§ **GIVEN INSTRUCTION A**: State whether each statement agrees with the article on crypto pirates, answering yes or no and quoting the deciding words: (i) Most sites using the mining code rely on Coinhive's services. (ii) Coinhive is the only project offering this kind of script. (iii) The first true "Crypto Pirates" appeared this year.
§ **GIVEN INSTRUCTION B**: Please repeat the passage of the article on crypto pirates between "Over the past" and "yer Monero matey!", inclusive.

Over the past few years the cryptocurrency world has truly exploded. There are hundreds of crypto-based projects in the works and the applications for blockchain technology seems almost limitless. In this fast-moving world there is always an abundance of creativity that spurs new directions that we just don't see coming and that list now includes pirates... That's right! This year we have seen the first true "Crypto Pirates" hit the digital scene and they be after yer Monero matey!
How You Got Jacked...
The code that is used is pretty straight forward and simple. Most of the sites that are utilizing it are using the services of Coinhive. Their entire business model revolves around the concept of in-browser CPU mining of Monero. How this is actually executed is a little more technical then I want to get into for this particular article, but my buddy Ray over at Hackerbits.com posted a very complete article that covers the technical side of Monero mining with your browser. Of course Coinhive is not the only game in town, there are a few other projects out there working on open source versions of a similar script which should be quite interesting to see the results of (see this Github & this Github.)

§ **MATERIAL PROVIDED**:
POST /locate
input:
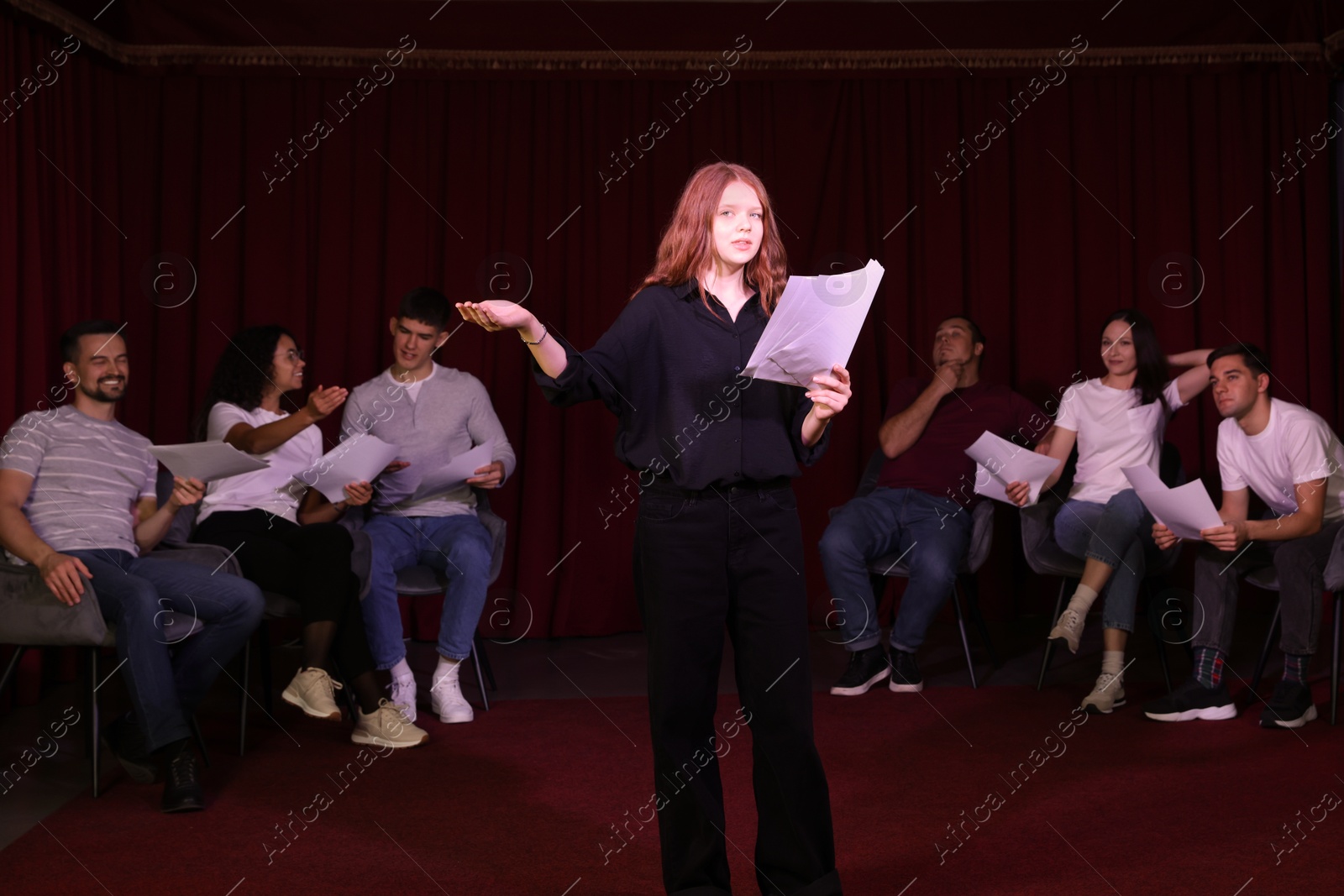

§ **WRITTEN SOLUTION A**:
(i) Yes: "Most of the sites that are utilizing it are using the services of Coinhive."
(ii) No: "Of course Coinhive is not the only game in town"
(iii) Yes: "This year we have seen the first true "Crypto Pirates" hit the digital scene"

§ **WRITTEN SOLUTION B**:
Over the past few years the cryptocurrency world has truly exploded. There are hundreds of crypto-based projects in the works and the applications for blockchain technology seems almost limitless. In this fast-moving world there is always an abundance of creativity that spurs new directions that we just don't see coming and that list now includes pirates... That's right! This year we have seen the first true "Crypto Pirates" hit the digital scene and they be after yer Monero matey!